## Enunciado
Retorne, sem alterações, o trecho do artigo sobre extrafiscalidade e ações afirmativas que começa em "Como exemplos de" e segue até "8.383 de 30.12.91).".

## Artigo
---+---
Nessa diretriz, o direito tributário passou a ser utilizado para a promoção de políticas públicas para alcance do ideal de justiça social, a exemplo das ações afirmativas. Trata-se de uma intervenção estatal por normas que induzem o comportamento dos particulares. Nessa espécie de normas, a sanção punitiva é substituída por um prêmio, um estímulo à iniciativa privada para adoção da política de ação afirmativa em contrapartida à concessão de incentivos fiscais.

O direito tributário, com sua função extrafiscal, já vem sendo utilizado no direito positivo brasileiro como instrumento das políticas de ação afirmativa. Contudo, essa utilização ainda é modesta.

Como exemplos de utilização da função extrafiscal dos tributos com a finalidade de inclusão social, pode-se citar, no âmbito federal, a isenção de Imposto sobre Produtos Industrializados (IPI) na aquisição de automóvel de passageiro por pessoas portadoras de deficiência (art. 1°, IV, da Lei n° 8.989/95); e a isenção de Imposto sobre Operações Financeiras (IOF) nas operações de financiamento para aquisição de veículos por pessoas portadoras de deficiência (art. 72, IV, da Lei nº 8.383 de 30.12.91).

Há quem defenda que tais medidas afirmativas pudessem ser expandidas na legislação tributária federal, a exemplo da legislação do imposto de renda e proventos de qualquer natureza, que, permitindo o abatimento de verbas gastas em determinados investimentos, tidos como de interesse social ou econômico, poderia ser um campo fértil para o desenvolvimento de tais políticas de inclusão social. Essa técnica poderia, de lege ferenda, ser utilizada como ação afirmativa, permitindo-se a dedução de percentual da base de cálculo do IR para aquelas empresas que empregassem pessoas pertencentes a grupos vulneráveis, como afrodescendentes [27], mulheres e portadores de necessidades especiais, ou que melhorassem as condições de trabalho dessas pessoas, contribuindo para uma maior inserção social.
---+---
## Extrato de dados
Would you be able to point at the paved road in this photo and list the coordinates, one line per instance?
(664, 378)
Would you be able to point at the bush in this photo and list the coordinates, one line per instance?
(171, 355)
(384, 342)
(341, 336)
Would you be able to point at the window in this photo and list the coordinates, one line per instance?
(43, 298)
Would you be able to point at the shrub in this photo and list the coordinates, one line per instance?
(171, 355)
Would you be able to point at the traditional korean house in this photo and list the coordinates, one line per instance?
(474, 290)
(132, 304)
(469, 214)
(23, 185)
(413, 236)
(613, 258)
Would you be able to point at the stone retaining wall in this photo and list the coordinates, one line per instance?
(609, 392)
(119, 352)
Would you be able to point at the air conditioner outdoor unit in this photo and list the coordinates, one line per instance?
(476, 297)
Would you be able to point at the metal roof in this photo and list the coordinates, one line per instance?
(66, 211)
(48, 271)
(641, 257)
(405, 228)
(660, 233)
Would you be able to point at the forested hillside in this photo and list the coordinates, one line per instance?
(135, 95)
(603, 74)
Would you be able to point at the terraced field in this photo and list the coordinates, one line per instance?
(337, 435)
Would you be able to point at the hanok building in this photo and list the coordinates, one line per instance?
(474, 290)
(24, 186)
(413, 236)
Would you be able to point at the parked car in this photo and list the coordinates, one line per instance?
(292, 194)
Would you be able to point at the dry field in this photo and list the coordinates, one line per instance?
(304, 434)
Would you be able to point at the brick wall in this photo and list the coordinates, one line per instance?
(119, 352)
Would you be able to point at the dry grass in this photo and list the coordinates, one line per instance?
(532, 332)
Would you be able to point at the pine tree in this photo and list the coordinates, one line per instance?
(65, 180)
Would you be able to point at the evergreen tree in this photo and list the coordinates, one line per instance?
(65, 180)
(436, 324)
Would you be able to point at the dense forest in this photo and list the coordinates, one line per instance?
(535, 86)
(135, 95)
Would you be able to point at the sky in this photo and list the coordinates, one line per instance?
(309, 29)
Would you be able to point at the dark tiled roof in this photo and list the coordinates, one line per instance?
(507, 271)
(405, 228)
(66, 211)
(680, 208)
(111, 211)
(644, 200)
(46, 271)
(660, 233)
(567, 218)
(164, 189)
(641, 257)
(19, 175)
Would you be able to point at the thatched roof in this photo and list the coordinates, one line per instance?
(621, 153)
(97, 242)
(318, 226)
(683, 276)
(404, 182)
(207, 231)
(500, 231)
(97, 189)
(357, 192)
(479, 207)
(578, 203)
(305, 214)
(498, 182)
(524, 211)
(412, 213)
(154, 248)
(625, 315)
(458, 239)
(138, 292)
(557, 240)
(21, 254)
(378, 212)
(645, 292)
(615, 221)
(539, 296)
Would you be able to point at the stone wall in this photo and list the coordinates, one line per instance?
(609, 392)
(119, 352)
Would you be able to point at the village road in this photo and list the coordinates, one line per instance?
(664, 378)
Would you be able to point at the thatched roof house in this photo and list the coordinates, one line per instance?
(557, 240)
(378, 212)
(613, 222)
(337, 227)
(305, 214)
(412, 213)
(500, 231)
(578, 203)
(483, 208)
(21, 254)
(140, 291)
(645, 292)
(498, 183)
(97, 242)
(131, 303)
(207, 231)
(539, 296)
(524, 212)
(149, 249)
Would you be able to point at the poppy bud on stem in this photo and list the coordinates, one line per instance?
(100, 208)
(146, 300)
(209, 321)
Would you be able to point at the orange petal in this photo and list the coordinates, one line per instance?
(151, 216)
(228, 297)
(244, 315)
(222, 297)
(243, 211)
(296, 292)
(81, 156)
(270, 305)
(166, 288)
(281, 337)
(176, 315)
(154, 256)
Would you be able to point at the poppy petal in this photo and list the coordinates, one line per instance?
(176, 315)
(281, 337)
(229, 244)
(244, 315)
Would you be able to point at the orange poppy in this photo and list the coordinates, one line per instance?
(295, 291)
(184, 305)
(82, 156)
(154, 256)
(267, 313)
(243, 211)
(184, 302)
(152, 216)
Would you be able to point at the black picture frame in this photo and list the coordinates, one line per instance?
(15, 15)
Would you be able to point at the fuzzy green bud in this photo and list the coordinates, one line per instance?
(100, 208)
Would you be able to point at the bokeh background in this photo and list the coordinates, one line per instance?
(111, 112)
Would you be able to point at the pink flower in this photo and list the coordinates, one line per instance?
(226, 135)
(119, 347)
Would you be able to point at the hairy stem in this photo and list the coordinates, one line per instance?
---+---
## Resposta
Como exemplos de utilização da função extrafiscal dos tributos com a finalidade de inclusão social, pode-se citar, no âmbito federal, a isenção de Imposto sobre Produtos Industrializados (IPI) na aquisição de automóvel de passageiro por pessoas portadoras de deficiência (art. 1°, IV, da Lei n° 8.989/95); e a isenção de Imposto sobre Operações Financeiras (IOF) nas operações de financiamento para aquisição de veículos por pessoas portadoras de deficiência (art. 72, IV, da Lei nº 8.383 de 30.12.91).